#### [Problem to solve]
Restate the entries below in full, exactly as they read, but without pictures.

#### [Given data]
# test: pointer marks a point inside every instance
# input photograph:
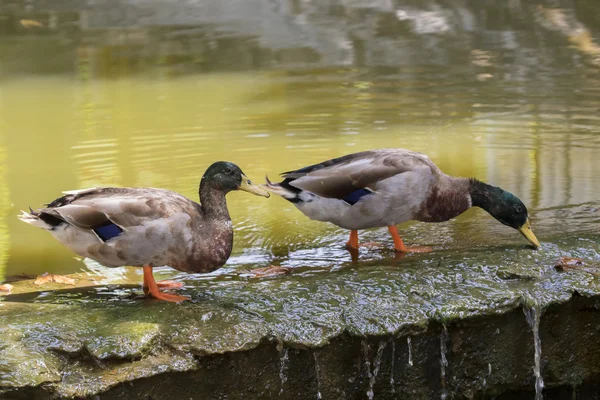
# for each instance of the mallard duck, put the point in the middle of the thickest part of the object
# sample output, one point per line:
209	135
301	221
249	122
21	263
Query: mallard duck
149	227
386	187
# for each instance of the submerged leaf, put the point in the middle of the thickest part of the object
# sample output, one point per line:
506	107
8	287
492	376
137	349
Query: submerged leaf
272	270
31	23
6	287
47	278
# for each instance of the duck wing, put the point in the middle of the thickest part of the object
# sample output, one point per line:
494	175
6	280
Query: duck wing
340	177
109	211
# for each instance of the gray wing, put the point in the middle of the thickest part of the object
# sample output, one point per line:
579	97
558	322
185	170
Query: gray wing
341	176
124	207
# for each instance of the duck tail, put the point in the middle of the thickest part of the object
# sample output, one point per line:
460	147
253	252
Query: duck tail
284	191
33	218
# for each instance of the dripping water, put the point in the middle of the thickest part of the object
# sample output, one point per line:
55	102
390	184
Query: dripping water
284	360
376	365
409	351
317	372
392	367
443	360
532	315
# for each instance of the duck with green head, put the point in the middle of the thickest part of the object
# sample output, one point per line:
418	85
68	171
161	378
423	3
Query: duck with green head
148	227
386	187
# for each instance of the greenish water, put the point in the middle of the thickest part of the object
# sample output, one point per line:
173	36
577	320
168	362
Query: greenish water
145	97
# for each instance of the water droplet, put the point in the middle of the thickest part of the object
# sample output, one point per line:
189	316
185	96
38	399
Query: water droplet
409	351
443	360
317	372
532	315
283	362
392	366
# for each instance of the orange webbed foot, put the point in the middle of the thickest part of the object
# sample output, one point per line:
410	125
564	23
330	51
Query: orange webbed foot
151	288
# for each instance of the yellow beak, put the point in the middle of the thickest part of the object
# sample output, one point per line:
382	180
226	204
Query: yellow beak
526	231
248	186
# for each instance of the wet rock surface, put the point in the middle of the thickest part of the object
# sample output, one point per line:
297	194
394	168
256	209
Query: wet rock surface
450	323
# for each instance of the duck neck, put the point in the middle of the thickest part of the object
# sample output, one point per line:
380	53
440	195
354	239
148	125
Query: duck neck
213	201
484	195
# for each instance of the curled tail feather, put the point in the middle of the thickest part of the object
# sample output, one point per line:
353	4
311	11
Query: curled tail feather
281	190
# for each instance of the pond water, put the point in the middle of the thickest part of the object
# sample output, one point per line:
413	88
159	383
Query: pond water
151	95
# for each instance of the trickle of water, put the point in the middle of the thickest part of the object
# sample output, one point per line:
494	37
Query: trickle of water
532	315
317	373
376	365
409	351
443	360
392	367
283	361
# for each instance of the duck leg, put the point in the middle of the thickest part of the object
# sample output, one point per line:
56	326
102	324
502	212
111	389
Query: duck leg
352	243
152	288
399	244
167	284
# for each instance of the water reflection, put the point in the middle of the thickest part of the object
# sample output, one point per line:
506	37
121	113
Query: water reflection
97	97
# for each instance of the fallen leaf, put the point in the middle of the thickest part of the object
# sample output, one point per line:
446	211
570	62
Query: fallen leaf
272	270
6	288
47	278
31	23
569	263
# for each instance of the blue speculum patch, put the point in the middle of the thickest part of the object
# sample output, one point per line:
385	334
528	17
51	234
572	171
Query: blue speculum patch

#### [Written solution]
# test: pointer marks a point inside every instance
# input photograph:
# for each instance of the mallard duck, put the point in the middle of the thickest part of the object
# sample output, one point per line:
209	135
301	221
249	122
21	263
Query: mallard duck
149	227
386	187
# for each instance of the submerged leaf, put the point in the middle of the thickest part of the object
# sample output, one point per line:
506	107
8	287
492	376
137	349
Query: submerged leaf
272	270
31	23
6	287
47	278
# for each instance of the duck wing, put the point in the middle of the thickest part of the object
# sample output, one point per line:
494	175
6	280
Query: duck wing
340	177
109	211
# for each instance of the gray wing, put the point in the middle of the thickest part of the object
# sample output, one point per line:
579	97
558	322
185	170
Query: gray wing
341	176
124	207
# for each instance of the duck tail, put the point in the middle of the thickest part of the object
# sample output, one point per line:
460	147
253	252
Query: duck tail
284	191
33	218
# for each instance of the dripping water, put the point in the middle of the thickest part of the object
# sample output, one point per line:
55	102
390	184
Query: dripping water
284	360
376	365
409	351
317	372
392	367
443	360
532	315
# for each instance of the duck with green head, put the point in the middle of the thickest part of the object
# sample output, one point per line:
418	85
68	171
161	378
423	3
Query: duck with green head
148	227
386	187
# for each instance of the greenish water, put the point in the middle of the thickest part of the object
# sample output, one point per line:
173	36
577	320
168	362
Query: greenish water
145	97
# for each instance of the water droplet, put the point in the middle of the thickest part of the object
# sample output, one point per line:
189	316
185	96
38	399
Query: water droplet
409	351
443	360
317	372
532	315
283	362
392	366
# for each instance of the orange webbed foot, put the point in the middle of the thickest part of the object
# sample output, one point per line:
410	125
564	23
330	51
Query: orange webbed foot
151	288
# for each instance of the yellow beak, put the point in the middle of the thickest part of the object
# sample output, one point per line:
382	180
226	204
Query: yellow beak
526	231
248	186
# for each instance of the wet rock surface, put the point in the middle of the thickest part of the object
# sample output, one point per line:
297	194
394	168
256	209
Query: wet rock surface
450	323
# for each instance of the duck neck, put the point in the middle of the thickest part of the object
# sample output, one point per line:
380	53
440	195
354	239
148	125
Query: duck neck
213	201
484	195
# for each instance of the curled tail feather, put the point in the middle of the thickest part of the object
# sample output, one point per line:
353	4
311	11
Query: curled tail feather
281	190
# for each instance of the pond water, put the point in the middle of the thickest part of the object
# sample output, one point per line:
413	88
159	383
Query: pond water
151	95
# for each instance of the trickle of water, put the point in the middle of the thickest part of the object
# sample output, one point per line:
494	37
Query: trickle of water
532	315
317	373
376	365
409	351
443	360
392	367
283	361
# for each instance of the duck leg, put the point in the middle of the thickest part of the object
# sample output, one point per line:
56	326
102	324
502	212
111	389
Query: duck leg
352	243
152	288
399	244
167	284
# for each instance of the water reflection, put the point in the middle of the thickest part of the object
# sample output, one point per line:
506	37
121	113
Query: water reflection
97	97
# for each instance of the fallen leaf, put the point in the middle of the thickest part of the object
# sample output, one point per line:
446	211
570	62
Query: fallen leaf
272	270
6	288
47	278
31	23
569	263
# for each instance of the blue speculum patch, put the point in the middle of the thickest part of the object
# sample output, one point per line:
385	334
528	17
51	234
572	171
Query: blue speculum patch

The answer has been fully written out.